● **Given passage**:
Caméléon is the family office founded by my father, François Simon, after a successful career in finance. I joined him in 2019 to focus on private markets (start-ups, SMEs, PE and VC funds) and discovered the Search Fund model at a time when I was looking to increase the quality and quantity of my SME minority investments deal flow. Since then, we have backed 15 Searchers – mainly in France –  invested in 5 acquisitions and recently had a successful exit.

You have invested in many French searchers and transactions. What are your main investment criteria, and what does your current portfolio look like?

We always start with the Searcher and put a strong emphasis on the managerial experience of the candidate. We want people who have seen different organizations and have proper operational experience managing teams with various profiles (age, educational background) because that’s the context they will have to face once the acquisition is done.

Regarding deals, we focus only on growing markets with tailwinds and avoid businesses overly reliant on 1 supplier for example.

Last year, you launched Cassius Search, the first French entrepreneurial investment platform focused on SME acquisitions led by experienced executives. What motivated you to embark on this journey, and how does it differ from the traditional Search Fund model?

I am surrounded by entrepreneurs and CEOs aged 35 to 45 who, after a successful adventure (start-up, C-level jobs), are looking for their next challenge. They may not have a unicorn idea, and certainly do not want to return to consulting, finance, or corporate jobs. ETA represents a great opportunity.

With Cassius Search, I want to bring these talents to the Search Fund world by helping them raise their fund with mostly local investors with various profiles (Family Offices, entrepreneurs, and Funds of Search Funds) to benefit from their network and expertise post-acquisition. I also pool the search tools as well as intermediated deal flow and finally I provide support during negotiations and Due Diligences.

● **Written request 1**:
Change "tunnel" to "corridor" in the records, starting with the line that contains "Where can the clear" and going on through the line that contains "point(502, 166)". Return only those lines, with nothing else altered.
● **Written request 2**:
Continue the interview on search funds and Cassius Search from where it stops.

● **Available records**:
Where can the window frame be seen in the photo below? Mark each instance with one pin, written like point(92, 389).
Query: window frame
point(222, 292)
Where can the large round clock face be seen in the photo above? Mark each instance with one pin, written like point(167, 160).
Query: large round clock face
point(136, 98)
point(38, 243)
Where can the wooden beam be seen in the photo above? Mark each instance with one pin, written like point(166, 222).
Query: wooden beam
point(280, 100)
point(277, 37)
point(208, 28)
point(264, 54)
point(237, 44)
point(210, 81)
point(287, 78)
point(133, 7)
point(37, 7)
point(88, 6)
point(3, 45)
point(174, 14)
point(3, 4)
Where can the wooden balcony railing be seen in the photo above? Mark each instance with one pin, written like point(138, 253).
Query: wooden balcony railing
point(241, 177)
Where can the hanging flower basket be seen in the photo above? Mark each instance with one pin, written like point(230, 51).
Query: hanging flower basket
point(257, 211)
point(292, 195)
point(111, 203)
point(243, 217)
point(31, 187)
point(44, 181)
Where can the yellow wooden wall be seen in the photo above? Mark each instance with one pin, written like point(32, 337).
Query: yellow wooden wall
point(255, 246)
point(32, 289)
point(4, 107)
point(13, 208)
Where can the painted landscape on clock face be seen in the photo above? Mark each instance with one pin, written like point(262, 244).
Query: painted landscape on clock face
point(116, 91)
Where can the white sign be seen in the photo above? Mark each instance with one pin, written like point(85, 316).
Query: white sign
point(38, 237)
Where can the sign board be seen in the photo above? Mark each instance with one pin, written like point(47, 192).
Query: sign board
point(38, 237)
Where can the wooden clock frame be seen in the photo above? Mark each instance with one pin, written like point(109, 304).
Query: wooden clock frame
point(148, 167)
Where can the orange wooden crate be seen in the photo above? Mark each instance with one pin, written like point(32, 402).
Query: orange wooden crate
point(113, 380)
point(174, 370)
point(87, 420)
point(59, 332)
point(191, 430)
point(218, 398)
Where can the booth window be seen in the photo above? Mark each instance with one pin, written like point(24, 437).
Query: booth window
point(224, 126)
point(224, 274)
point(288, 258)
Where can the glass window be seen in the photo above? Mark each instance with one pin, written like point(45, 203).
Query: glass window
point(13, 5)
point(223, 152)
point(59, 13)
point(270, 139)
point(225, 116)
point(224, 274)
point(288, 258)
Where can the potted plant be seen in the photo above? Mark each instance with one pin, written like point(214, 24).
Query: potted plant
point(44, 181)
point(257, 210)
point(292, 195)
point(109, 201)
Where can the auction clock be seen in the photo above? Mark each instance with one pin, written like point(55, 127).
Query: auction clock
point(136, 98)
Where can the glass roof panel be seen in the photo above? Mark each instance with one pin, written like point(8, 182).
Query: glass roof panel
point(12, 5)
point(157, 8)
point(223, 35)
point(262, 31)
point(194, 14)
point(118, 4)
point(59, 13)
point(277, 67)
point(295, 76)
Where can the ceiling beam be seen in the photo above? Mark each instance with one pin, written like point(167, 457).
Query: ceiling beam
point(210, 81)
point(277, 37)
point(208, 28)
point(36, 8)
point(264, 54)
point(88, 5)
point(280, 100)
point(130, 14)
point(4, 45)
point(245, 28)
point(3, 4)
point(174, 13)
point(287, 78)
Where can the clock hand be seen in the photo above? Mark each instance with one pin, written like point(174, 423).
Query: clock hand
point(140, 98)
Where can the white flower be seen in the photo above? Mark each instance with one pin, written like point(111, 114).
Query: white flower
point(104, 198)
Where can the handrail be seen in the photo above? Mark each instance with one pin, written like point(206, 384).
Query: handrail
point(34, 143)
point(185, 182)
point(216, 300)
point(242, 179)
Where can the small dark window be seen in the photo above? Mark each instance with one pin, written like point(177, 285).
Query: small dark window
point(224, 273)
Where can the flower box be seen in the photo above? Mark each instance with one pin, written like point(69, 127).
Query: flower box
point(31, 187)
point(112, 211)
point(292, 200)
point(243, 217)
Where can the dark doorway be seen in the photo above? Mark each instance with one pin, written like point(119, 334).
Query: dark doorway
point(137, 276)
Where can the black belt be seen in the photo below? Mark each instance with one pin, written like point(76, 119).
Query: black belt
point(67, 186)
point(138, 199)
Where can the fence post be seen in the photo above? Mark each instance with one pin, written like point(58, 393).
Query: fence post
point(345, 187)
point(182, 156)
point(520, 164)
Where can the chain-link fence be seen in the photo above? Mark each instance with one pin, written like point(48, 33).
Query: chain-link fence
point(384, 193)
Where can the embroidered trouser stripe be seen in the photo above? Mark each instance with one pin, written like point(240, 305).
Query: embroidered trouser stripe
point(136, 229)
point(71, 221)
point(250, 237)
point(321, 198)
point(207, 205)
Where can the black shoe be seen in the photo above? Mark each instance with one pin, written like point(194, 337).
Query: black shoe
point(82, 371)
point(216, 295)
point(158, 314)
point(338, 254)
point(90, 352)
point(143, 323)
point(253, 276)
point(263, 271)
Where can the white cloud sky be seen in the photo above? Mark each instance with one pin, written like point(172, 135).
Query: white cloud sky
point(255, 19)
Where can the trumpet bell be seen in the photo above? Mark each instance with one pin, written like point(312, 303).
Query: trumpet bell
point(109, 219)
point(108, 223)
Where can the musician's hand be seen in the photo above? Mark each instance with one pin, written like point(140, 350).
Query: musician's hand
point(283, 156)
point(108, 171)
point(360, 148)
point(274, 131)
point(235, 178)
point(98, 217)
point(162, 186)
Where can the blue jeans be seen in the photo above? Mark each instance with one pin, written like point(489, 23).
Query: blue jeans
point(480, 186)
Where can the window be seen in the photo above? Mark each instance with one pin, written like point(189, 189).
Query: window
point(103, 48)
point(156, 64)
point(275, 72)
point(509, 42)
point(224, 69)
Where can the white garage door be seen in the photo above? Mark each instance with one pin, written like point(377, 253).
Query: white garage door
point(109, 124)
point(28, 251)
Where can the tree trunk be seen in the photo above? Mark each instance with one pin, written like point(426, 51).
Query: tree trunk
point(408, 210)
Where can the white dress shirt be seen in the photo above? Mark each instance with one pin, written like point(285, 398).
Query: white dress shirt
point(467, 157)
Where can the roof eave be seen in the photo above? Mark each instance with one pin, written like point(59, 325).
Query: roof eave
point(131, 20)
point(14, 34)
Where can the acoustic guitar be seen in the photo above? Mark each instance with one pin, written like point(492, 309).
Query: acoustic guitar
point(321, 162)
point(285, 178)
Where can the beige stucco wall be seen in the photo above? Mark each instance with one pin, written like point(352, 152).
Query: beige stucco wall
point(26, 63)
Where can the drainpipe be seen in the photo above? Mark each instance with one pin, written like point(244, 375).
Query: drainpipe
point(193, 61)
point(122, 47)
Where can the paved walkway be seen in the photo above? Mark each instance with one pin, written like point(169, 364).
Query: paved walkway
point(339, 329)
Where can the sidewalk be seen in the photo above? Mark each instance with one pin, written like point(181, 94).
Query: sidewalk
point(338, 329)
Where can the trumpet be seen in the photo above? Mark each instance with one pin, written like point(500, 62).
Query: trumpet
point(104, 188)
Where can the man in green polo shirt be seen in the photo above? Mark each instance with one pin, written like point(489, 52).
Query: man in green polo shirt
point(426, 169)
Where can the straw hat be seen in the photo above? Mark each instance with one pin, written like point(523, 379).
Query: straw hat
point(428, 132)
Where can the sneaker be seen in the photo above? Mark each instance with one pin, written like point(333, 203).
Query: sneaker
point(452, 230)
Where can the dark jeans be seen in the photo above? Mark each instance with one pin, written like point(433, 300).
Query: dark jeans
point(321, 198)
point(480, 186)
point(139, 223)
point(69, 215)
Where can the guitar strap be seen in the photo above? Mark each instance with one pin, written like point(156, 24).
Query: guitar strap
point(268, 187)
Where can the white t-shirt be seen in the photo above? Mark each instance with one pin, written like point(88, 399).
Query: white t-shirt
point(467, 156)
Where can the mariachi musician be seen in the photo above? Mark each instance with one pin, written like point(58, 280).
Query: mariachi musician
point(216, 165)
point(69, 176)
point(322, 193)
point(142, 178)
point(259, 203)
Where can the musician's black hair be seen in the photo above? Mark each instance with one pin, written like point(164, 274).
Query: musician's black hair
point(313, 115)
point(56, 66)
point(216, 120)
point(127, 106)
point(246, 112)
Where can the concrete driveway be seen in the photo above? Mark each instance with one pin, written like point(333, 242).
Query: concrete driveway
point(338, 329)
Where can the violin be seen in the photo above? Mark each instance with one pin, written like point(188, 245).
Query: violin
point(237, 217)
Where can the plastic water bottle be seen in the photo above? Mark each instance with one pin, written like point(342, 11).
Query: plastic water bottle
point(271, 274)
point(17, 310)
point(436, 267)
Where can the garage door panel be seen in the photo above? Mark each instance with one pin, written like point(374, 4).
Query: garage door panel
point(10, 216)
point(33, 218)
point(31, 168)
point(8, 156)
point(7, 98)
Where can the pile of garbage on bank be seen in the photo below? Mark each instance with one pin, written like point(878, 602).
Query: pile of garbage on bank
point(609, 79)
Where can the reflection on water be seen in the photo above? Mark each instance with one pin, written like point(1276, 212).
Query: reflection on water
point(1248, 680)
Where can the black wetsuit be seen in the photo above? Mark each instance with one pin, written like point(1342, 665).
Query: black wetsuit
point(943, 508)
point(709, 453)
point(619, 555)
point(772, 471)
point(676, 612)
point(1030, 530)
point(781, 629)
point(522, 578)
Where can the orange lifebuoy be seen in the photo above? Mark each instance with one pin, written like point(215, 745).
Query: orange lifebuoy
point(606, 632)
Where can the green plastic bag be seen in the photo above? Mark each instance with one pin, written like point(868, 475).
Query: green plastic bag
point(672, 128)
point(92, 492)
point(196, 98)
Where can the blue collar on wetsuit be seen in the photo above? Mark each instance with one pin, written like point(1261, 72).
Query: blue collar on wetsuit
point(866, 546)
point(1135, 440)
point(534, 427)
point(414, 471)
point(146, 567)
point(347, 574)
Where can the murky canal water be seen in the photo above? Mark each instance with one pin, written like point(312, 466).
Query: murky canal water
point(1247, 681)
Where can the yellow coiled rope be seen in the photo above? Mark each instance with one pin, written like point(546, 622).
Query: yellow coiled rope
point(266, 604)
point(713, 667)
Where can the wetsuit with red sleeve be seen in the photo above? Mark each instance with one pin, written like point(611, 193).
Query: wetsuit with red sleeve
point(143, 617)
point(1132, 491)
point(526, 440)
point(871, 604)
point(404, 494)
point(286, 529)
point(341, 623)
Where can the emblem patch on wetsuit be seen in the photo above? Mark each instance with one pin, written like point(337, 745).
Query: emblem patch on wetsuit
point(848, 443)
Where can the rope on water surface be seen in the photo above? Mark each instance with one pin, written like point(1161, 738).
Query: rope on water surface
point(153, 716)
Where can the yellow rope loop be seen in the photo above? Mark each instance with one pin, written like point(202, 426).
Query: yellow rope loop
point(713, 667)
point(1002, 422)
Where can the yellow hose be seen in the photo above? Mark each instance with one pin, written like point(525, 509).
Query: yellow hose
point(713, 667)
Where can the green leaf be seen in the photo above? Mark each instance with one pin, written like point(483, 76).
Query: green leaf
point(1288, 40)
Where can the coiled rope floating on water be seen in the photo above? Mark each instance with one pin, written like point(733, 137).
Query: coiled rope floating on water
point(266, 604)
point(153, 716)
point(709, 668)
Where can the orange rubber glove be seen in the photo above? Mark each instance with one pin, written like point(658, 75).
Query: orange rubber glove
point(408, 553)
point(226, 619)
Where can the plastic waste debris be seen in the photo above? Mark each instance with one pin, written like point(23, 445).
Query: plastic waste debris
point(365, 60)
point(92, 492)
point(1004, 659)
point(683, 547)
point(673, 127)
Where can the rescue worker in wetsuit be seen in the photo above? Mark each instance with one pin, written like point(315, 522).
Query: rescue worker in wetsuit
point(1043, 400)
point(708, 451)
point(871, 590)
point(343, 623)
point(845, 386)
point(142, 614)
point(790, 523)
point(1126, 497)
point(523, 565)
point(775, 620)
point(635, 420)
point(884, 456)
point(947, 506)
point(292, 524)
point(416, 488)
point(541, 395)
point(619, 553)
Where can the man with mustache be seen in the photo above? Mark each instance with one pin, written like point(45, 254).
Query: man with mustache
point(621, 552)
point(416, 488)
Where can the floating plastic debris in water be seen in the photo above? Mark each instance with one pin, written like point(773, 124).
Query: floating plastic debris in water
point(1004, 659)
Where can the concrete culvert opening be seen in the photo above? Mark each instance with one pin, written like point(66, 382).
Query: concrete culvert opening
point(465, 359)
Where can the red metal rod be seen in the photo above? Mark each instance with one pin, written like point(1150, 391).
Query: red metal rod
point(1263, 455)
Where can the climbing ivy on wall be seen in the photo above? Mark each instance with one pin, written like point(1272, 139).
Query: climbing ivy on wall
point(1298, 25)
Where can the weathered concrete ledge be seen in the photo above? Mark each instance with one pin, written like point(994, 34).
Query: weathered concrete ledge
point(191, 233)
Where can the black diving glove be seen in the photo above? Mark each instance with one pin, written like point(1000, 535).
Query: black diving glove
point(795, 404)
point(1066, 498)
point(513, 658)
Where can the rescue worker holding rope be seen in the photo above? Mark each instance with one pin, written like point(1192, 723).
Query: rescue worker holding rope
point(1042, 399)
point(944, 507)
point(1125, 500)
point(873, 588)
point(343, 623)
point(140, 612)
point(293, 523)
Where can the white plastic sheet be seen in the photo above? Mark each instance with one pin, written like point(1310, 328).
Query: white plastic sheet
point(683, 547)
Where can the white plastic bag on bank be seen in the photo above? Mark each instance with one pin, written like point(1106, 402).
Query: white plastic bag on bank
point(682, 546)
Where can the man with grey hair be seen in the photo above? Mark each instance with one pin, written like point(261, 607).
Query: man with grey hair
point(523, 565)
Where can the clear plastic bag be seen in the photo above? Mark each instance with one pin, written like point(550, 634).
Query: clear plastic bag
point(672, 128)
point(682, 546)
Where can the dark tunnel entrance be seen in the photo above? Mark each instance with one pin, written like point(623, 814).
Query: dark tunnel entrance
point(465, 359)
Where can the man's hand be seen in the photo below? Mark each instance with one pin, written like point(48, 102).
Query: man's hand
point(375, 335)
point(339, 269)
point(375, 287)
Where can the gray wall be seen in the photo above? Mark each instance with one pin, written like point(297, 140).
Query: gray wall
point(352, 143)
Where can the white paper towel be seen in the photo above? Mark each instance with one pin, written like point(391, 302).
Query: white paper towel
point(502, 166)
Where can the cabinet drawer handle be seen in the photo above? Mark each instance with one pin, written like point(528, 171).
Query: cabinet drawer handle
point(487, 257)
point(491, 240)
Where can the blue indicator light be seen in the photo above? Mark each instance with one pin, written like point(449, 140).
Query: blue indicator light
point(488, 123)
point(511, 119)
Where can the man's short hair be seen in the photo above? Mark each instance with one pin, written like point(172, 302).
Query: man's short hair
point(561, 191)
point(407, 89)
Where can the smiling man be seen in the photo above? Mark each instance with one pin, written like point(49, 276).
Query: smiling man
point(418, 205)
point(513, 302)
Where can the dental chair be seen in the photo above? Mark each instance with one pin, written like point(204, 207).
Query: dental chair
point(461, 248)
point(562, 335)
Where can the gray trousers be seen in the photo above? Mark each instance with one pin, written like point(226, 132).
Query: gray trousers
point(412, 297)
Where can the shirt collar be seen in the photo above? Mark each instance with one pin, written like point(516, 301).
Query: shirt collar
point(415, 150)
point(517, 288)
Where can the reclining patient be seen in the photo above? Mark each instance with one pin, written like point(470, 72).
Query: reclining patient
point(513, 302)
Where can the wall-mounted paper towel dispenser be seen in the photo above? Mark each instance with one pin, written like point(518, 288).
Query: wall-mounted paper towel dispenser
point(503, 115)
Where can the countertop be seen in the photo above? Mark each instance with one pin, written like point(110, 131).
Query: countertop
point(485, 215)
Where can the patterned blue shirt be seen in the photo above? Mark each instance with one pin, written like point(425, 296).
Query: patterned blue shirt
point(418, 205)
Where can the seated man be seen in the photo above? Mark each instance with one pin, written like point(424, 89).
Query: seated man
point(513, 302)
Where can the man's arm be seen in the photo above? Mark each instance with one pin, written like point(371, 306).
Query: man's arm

● **Task output 1**:
Where can the clear plastic bag be seen in the photo above? Mark each instance with one pin, written like point(550, 634).
Query: clear plastic bag
point(672, 128)
point(682, 546)
Where can the dark corridor entrance be seen in the photo above? Mark each instance with one pin, written like point(623, 814).
Query: dark corridor entrance
point(465, 359)
Where can the man's hand be seen in the photo below? Mark each instance with one pin, written like point(48, 102).
Query: man's hand
point(375, 335)
point(339, 269)
point(375, 287)
Where can the gray wall be seen in the photo above? Mark each instance with one pin, written like point(297, 140).
Query: gray wall
point(352, 143)
Where can the white paper towel be seen in the photo above? Mark each instance with one pin, written like point(391, 302).
Query: white paper towel
point(502, 166)

● **Task output 2**:
Also, it is important for me that these profiles come with an industry focus to have a more selected approach and being able to speak peer-to-peer to potential sellers. On the incentive side, I fully comply with the original Search Fund model.

You recently backed Joto Transmission, the first vehicle under this new model. Could you tell us more about this initiative?

Joto is the first Search Fund co-founded by Cassius and we raised it this summer with Pierre-Philippe de Bouville who is an engineer and former McKinsey consultant. He also founded a B2B software company, which he later sold to Saint-Gobain. He remained at the head of the company for a few years and then was looking for another challenge. We met 1 year ago and decided to partner to be more efficient on the 3 elements that make a Search Fund successful: gather great investors, find a fantastic business and acquire it at a fair price. With Pierre-Philippe we focus only on B2B software because of his experience and ambition in the field.

As an investor, what qualities do you value most in a searcher beyond their CV and technical skills? What advice would you give to young French entrepreneurs considering launching a Search Fund today?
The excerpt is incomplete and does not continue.